What you are asked to do
Repeat back every line of the data, exactly.

Exercise input
____

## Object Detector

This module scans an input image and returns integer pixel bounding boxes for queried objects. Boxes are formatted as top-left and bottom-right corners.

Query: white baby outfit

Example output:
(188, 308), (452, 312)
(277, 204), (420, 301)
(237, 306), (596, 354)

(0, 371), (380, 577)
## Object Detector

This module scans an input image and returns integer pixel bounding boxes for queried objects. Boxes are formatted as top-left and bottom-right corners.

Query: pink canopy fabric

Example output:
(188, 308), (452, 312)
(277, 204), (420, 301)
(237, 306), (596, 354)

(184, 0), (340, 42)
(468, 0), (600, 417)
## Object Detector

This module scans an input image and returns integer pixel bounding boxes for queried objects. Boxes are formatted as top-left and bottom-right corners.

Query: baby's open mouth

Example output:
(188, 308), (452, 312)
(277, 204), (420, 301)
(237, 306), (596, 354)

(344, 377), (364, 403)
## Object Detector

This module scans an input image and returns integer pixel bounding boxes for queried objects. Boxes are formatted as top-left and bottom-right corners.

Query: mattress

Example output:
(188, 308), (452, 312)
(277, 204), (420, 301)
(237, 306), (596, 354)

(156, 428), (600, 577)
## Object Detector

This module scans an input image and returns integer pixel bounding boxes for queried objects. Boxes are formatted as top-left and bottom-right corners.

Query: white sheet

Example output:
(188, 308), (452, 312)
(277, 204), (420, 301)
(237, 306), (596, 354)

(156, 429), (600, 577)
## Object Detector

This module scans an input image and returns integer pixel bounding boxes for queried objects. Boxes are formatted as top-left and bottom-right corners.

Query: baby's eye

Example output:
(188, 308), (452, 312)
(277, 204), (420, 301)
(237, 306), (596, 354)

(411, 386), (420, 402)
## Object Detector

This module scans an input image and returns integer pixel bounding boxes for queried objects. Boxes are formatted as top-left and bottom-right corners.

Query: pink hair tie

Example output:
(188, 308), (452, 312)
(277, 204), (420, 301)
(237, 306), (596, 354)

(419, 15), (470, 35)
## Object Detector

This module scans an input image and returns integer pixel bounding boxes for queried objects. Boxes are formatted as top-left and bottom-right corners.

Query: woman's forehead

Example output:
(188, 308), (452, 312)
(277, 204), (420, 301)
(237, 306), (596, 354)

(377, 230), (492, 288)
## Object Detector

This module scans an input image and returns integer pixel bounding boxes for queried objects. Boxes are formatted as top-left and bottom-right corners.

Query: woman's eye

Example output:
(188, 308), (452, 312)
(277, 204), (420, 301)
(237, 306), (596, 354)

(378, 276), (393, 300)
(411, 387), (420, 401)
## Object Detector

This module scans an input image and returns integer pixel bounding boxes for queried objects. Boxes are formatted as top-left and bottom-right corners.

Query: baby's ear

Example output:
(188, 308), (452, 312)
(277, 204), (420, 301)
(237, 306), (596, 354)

____

Result of the exercise
## Object Detector

This module scans an input image and returns integer pixel bounding boxes for queried objects. Boxes are formatted as top-left and bottom-right corners.

Query: white baby outfit

Example output:
(188, 308), (452, 312)
(277, 204), (420, 301)
(237, 306), (596, 354)

(0, 371), (380, 577)
## Object Detector

This module scans an input image and returns integer pixel bounding boxes for queried objects. Boxes are formatted as top-left and bottom-right corners.

Query: pink canopy fabric

Example output:
(188, 308), (452, 312)
(277, 204), (420, 301)
(237, 306), (596, 354)

(184, 0), (340, 42)
(468, 0), (600, 417)
## Object Detector

This module scans an input image and returns integer pixel bounding boxes for queried objects. Boxes are formatted as top-left and bottom-right corners.

Query: baby's open mouth

Example output:
(188, 308), (452, 312)
(277, 204), (420, 301)
(237, 306), (596, 354)

(344, 377), (364, 403)
## Object Detector

This module scans an input image and returns integer pixel bounding boxes for queried objects. Boxes are formatted as top-left and bottom-right corners.

Query: mattress

Example output:
(188, 308), (452, 312)
(277, 204), (420, 301)
(237, 306), (596, 354)

(156, 428), (600, 577)
## Object Detector

This module scans an input image and returns integer pixel bounding boxes for queried objects. Boxes are formatted as top-left and bottom-right corners.

Query: white sheet

Example output:
(188, 308), (452, 312)
(277, 204), (420, 301)
(237, 306), (596, 354)

(156, 429), (600, 577)
## Object Detector

This module scans an input image and returns integer pixel bounding boxes for queried objects. Boxes are formatted as top-left and bottom-right corners.

Query: baby's eye

Example output:
(188, 308), (452, 312)
(277, 204), (420, 301)
(237, 306), (596, 354)

(411, 386), (420, 402)
## Object Detector

This module scans an input image and returns integer pixel bounding boxes for queried objects. Boxes are formatted as top-left and bottom-right corners.

Query: pink hair tie

Example output:
(188, 308), (452, 312)
(277, 204), (420, 301)
(237, 306), (596, 354)

(419, 15), (470, 35)
## Object Detector

This module scans an input image and returns integer pixel bounding boxes for queried objects. Boxes are formatted as top-left and bottom-right corners.

Query: woman's forehead

Example output:
(188, 308), (452, 312)
(277, 204), (420, 301)
(237, 306), (596, 354)

(377, 230), (492, 288)
## Object Detector

This module scans an input image and returns integer pixel bounding boxes for queried objects. Boxes are formatted as top-left and bottom-right corners.

Query: woman's eye

Example output:
(188, 308), (452, 312)
(277, 204), (420, 301)
(237, 306), (596, 354)

(378, 276), (393, 300)
(411, 387), (420, 401)
## Object Detector

This module scans an input image and returns integer pixel bounding boxes for queried objects. Boxes are formatted as top-left and bottom-right corners.

Query: baby's ear

Example output:
(188, 308), (452, 312)
(277, 204), (420, 301)
(237, 306), (596, 354)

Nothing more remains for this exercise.